What you will do>
1. Summarize the commentary on Cuba in two sentences.
2. Please continue the commentary on Cuba from the point where it stops.

Text segment>
★ ★ ★ ★ ★
Using copyright law to crush criticism isn't the exclusive domain of multinational corporations and the Church of Scientology: the Cuban
dictatorship people's democracy (you know, the Another World that they tell you Is Possible) has successfully sued Reporters Without Borders for using the icon of Che Guevara in a poster criticising Cuba's persecution of journalists; as such, the image has been banned in France. The image in question may be found here.
Mind you, it's not exactly like Che (a doctrinaire Marxist/Leninist who sent thousands of "counter-revolutionaries" to the firing squad and established the apparatus of state repression in Cuba, and not the mellow left-libertarian dude many people could imagine sharing a joint with) would be spinning in his CIA-dug grave at the injustice of this lawsuit. (via MeFi)
Veteran Communist dictator turned anti-globalisation movement hero and World's First Punk Statesman, Fidel Castro hails the Internet as a weapon against communications monopolies, by which he probably means the evil Yanqui capitalist propaganda engines. Given that this is coming from a despot who keeps a draconian grip on all means of communication and organisation in his prison-state (even the Cuban Government's overseas propaganda publications are banned at home, because ordinary Cubans are forbidden from knowing the details the government's propagandists have to put in to give them credibility to McWorlders), I must say this rings a little hollow. Though he probably said it for the benefit of the Nu Marxists in the protest movement. (via TechDirt)
(Btw, is there anybody like Salam Pax in Havana, somehow managing to keep a blog and avoid the attentions of the secret police? (I mean anyone who isn't a transparent propaganda ploy by one side or the other?))
★ ★ ★ ★ ★
Data under study>
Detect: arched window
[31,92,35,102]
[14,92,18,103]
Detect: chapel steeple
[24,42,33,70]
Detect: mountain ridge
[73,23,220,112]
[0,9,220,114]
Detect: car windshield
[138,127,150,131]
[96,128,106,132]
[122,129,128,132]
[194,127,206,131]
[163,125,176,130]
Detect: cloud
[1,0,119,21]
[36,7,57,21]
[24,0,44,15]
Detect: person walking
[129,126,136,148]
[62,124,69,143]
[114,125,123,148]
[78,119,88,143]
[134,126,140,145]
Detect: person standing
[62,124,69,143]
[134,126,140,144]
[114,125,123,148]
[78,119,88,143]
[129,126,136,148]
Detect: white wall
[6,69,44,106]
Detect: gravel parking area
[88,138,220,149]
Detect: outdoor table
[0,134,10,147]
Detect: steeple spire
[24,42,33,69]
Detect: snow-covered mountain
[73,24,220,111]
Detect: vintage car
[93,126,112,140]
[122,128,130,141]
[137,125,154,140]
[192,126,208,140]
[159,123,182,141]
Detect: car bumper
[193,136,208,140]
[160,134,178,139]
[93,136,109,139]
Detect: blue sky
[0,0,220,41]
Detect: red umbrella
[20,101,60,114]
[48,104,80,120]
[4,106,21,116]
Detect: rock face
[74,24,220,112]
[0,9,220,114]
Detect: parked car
★ ★ ★ ★ ★
Responses in order>
1. The commentary reports that the Cuban government successfully sued Reporters Without Borders for using Che Guevara's image in a poster criticizing Cuba's persecution of journalists, which got the image banned in France, and adds that Che, a doctrinaire Marxist/Leninist who sent thousands to the firing squad, would hardly mind the lawsuit. It then calls Fidel Castro's praise of the Internet as a weapon against communications monopolies hollow, given his draconian grip on communication in Cuba, and asks whether anyone in Havana manages to keep a blog like Salam Pax while avoiding the secret police.

2.
In Cuba, where the government aims to control every aspect of the flow of information, one needs special permission to borrow most books from libraries. As such, speakeasy libraries are the latest form of dissent, and seen as the latest threat to socialism:
"I can't just walk into a public library and ask for books on Afro-Cuban religion," said Luis Antonio Bonito Lara, a retired engineer and avid reader. "I can't even ask for copies of Granma from two years ago without special permission. It's enormously frustrating."
(Remember, this is the Another World that the people protesting outside the Nike store will tell you Is Possible.) (via Reenhead)
The Axis of Evil grows: Cuba, Libya and Syria are now officially Evil, according to our leaders.
Conspiracy theory of the day: Russia's Pravda reckons that Fidel Castro was really pissed off about the WTC bombing -- because now he won't be the first to strike at America, Or was he?
in 1983, Castro ordered Cuban MiG 23 pilots to program their computers to attack targets in Florida. Among the selected targets was the Turkey Point nuclear plant, which Castro said had the potential of producing a nuclear disaster larger than Chernobyl. According to Gen. del Pino, Castro's words were: "I don't have nuclear bombs, but I can produce a nuclear explosion." The plan included the possibility of suicide attacks, crashing Cuban planes against American nuclear plants and targets in Washington D.C.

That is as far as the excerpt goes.